DESCRIÇÃO DO PROBLEMA:
Responda com base no trecho selecionado:
(a) Qual é o nome do consulente?
(b) A quem é atribuída a doutrina citada entre aspas?
(c) Segundo a última frase, o que é descabido em situação de não-incidência do ISSQN?

TRECHO SELECIONADO:
>>>>>

Consultas Específicas feitas à Diretoria de Lançamentos e Desonerações Tributárias - Completo

  Seqüência/Ano - 008/2025 
  Consulente: INSTITUTO CULTURAL CASARÃO DAS ARTES NEGRAS


Solução de Consulta nº 008/2025

EMENTA

ISSQN – LEIS DE INCENTIVO – FOMENTO À CULTURA – EMPREENDEDOR CULTURAL – ATIVIDADES EXECUTADAS EM BENEFÍCIO PRÓPRIO – PRESTAÇÃO DE SERVIÇOS A TERCEIRAS PESSOAS – INEXISTÊNCIA – FATO GERADOR DO ISSQN – INOCORRÊNCIA – NOTA FISCAL DE SERVIÇOS – EMISSÃO – IMPROPRIEDADE. Os fatos suscetíveis à incidência do ISSQN pressupõem a existência de negócio jurídico de caráter bilateral e natureza economicamente apreciável, não restando devidamente concretizada a hipótese de incidência do mencionado imposto, quando alguém põe-se a realizar quaisquer atividades em benefício próprio. Assim o magistério da mais autorizada doutrina: “Quem realiza um serviço para si próprio o faz em seu proveito pessoal. Trata-se de ‘serviço’ em acepção vulgar. Não envolve riqueza qualquer, ao menos relevante para o ISS. Ninguém paga a si mesmo pela realização de um serviço. Essa ação, pois, não se subsume [sic] à sua hipótese de incidência, porque não se compadece com a idéia de comportamento economicamente avaliável. (...) Afora o despropósito que seria a tributação pelo ISS na hipótese citada, o que é juridicamente relevante é a diretriz constitucionalizada e expressa na exigência de capacidade contributiva. Pode um comportamento revelar capacidade contributiva para um determinado tributo e não se expressar para outro. Exatamente o caso do serviço prestado em benefício próprio.” (Marcelo Caron Baptista)
- Daí não incidir o gravame sobre as atividades desenvolvidas, em seu próprio benefício, pelo empreendedor cultural responsável por projeto beneficiado pelos incentivos fiscais a que aludem quaisquer das legislações da Federação brasileira: (i) porque o serviço de que cuida o ISSQN é um esforço humano dirigido a terceiros, no seio de uma relação negocial de Direito Privado; (ii) porque inexiste, em tais atividades, conteúdo economicamente apreciável; (iii) porque ditas atividades não revelam a capacidade contributiva que interessa ao perfil constitucional do imposto.
- Tratando-se de situação alusiva à não-incidência do ISSQN, descabida é, portanto, a emissão da correspondente Nota Fiscal de Serviços.

<<<<<

LISTAGEM FORNECIDA:

>>>>>

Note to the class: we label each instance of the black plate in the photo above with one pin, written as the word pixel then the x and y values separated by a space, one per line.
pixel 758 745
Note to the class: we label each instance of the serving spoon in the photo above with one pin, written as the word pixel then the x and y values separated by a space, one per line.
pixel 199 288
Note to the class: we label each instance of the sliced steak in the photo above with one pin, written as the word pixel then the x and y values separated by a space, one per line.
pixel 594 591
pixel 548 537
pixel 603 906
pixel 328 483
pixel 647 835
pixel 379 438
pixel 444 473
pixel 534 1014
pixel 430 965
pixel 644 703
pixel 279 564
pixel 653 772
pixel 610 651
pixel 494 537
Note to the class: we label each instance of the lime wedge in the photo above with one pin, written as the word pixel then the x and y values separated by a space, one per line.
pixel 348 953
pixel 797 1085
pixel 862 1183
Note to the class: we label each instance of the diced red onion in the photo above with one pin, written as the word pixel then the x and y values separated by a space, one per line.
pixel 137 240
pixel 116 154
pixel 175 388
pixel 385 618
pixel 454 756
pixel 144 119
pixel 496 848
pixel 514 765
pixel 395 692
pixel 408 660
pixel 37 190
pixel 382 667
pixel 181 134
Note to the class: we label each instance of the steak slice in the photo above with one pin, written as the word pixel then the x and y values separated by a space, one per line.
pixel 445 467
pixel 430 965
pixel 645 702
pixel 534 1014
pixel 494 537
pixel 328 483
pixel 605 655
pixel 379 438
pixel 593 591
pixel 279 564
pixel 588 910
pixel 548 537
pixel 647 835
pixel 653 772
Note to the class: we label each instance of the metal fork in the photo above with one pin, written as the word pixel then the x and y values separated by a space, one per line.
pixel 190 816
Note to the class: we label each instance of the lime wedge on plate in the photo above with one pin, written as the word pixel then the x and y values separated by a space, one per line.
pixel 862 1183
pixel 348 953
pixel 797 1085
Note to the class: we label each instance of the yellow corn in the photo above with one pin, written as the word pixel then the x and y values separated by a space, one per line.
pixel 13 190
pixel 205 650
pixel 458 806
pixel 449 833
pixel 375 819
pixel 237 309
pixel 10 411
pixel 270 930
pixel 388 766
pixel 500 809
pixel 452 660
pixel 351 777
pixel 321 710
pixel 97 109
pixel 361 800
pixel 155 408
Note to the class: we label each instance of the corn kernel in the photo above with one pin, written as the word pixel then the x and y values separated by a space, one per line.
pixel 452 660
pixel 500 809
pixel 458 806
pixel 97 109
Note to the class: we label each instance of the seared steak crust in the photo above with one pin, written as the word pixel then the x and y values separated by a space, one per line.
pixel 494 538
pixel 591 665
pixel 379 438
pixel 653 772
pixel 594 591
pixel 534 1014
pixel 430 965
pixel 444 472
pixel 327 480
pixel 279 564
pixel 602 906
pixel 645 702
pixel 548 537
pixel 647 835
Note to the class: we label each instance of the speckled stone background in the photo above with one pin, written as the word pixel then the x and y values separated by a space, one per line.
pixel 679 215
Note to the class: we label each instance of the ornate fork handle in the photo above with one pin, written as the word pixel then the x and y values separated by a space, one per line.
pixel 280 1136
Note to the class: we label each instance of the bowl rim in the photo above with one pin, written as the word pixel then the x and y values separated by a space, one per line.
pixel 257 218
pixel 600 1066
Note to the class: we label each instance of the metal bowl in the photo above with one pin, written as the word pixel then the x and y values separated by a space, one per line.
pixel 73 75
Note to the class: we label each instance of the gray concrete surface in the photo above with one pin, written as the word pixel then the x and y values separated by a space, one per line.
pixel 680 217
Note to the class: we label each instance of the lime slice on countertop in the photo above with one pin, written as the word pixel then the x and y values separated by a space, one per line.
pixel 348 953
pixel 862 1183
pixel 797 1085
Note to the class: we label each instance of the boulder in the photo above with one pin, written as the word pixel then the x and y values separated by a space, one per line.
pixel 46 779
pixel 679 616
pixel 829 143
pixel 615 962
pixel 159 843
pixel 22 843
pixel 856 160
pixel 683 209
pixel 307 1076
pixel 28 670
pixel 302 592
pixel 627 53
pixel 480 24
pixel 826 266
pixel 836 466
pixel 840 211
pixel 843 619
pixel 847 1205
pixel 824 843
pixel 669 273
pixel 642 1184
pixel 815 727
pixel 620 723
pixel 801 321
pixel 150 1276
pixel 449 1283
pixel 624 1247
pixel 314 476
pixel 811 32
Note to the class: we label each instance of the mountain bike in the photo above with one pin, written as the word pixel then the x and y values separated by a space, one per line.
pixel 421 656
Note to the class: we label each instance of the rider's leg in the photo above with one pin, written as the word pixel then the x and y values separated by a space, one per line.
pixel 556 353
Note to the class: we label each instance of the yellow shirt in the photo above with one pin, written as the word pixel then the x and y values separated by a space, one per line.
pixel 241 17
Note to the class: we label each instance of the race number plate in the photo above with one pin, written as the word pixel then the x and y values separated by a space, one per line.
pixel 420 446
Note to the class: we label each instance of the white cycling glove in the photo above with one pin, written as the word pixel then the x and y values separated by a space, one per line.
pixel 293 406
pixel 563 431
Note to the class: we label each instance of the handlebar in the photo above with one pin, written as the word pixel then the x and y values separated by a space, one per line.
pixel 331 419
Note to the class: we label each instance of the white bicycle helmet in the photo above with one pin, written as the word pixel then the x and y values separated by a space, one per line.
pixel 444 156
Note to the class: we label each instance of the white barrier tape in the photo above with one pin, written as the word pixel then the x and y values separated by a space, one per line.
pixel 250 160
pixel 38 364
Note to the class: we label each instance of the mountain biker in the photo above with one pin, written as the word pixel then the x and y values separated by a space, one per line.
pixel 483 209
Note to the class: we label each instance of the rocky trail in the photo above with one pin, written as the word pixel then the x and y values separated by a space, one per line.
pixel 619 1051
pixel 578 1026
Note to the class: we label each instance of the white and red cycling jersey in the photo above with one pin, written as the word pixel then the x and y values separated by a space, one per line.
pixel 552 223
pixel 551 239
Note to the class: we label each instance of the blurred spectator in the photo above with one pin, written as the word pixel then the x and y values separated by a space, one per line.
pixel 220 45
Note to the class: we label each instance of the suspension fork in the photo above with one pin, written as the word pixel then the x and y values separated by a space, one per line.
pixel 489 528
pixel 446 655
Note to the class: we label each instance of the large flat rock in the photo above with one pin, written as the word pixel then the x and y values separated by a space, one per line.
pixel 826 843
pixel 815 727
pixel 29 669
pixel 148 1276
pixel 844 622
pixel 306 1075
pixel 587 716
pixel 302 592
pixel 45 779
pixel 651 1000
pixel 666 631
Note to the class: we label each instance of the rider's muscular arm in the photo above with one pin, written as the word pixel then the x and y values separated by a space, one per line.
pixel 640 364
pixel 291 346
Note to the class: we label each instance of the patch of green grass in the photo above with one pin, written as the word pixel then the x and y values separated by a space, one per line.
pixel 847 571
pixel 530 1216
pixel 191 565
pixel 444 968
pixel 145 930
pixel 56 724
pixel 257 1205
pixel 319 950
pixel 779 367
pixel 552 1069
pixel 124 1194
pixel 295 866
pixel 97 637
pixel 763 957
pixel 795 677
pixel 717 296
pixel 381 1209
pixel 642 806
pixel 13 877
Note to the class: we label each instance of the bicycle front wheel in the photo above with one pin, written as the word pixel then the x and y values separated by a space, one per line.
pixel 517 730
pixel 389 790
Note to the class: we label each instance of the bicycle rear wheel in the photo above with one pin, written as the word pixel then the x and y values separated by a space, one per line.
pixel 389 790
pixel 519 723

<<<<<

RESPOSTA DA TAREFA:
(a) INSTITUTO CULTURAL CASARÃO DAS ARTES NEGRAS.
(b) A Marcelo Caron Baptista.
(c) A emissão da correspondente Nota Fiscal de Serviços.